### PROBLEM STATEMENT
In the text on acquitted conduct sentencing, what standard of proof applies to relevant conduct that the sentencing judge considers?

Acquitted Conduct Sentencing

In my last post I mentioned that Holmes could be sentenced more harshly than Balwani because the judge could take into account evidence from all the counts charged, even the ones of which she was acquitted. This practice seems unfair to some and is a recent controversy in legal circles. A recent editorial by the ultra-conservative Koch brothers’ organization urged the Supreme Court to make it illegal in the Osby case. The Supreme Court declined to hear the case and it remains legal in all twelve federal circuits.

The federal sentencing guidelines mandate that all relevant conduct proved at trial shall be considered by the sentencing judge. Proof need only be by a preponderance of the evidence and the sentencing judge is the one who determines that. So even if a jury finds that a crime wasn’t proved beyond a reasonable doubt doesn’t mean that it wasn’t proved by a preponderance of the evidence or that she didn’t do it. The Holmes case is a perfect example. One juror has said the jury acquitted her of the patient-related counts because they felt she didn’t intend to provide them false test results. But that’s not an element of the offense. To be guilty she only needed to have knowingly provided false statements on which the patients relied and which resulted in their harm. If the juror is right, then the jury misunderstood the instructions.

### DATA EXCERPTS
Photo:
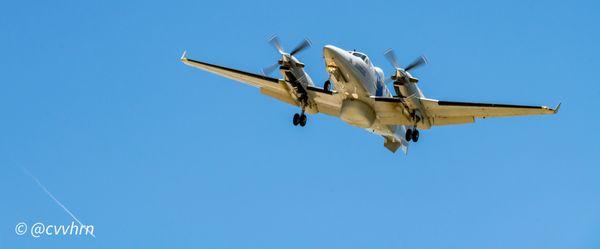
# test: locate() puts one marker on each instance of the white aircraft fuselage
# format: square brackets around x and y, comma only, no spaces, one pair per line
[355,77]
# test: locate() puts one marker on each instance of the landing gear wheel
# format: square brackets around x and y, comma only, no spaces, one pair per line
[415,136]
[303,120]
[327,85]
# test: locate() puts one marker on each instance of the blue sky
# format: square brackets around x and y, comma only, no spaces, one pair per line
[154,154]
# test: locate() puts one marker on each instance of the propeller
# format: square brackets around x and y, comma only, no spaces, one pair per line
[286,58]
[403,72]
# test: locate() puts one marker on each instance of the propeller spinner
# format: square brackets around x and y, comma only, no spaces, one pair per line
[285,57]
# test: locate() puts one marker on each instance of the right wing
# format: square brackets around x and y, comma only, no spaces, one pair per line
[326,101]
[451,112]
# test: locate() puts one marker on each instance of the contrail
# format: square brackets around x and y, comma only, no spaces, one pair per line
[55,200]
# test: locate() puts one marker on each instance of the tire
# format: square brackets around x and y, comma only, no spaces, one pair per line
[408,135]
[302,120]
[415,136]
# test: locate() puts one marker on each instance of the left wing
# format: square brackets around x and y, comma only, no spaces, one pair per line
[326,101]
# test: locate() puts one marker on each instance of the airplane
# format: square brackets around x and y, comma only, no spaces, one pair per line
[360,96]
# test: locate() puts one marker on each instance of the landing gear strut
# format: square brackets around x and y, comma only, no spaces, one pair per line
[327,85]
[412,135]
[299,119]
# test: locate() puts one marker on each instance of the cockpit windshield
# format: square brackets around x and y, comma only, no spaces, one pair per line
[360,55]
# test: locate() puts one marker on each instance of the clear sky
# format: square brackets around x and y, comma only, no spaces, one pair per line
[95,103]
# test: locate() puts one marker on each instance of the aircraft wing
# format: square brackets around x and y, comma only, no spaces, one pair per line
[451,112]
[326,101]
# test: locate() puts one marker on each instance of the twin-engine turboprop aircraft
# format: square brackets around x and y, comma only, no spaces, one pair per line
[360,96]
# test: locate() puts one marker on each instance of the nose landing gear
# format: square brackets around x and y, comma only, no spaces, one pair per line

### EXPECTED OUTPUT
A preponderance of the evidence.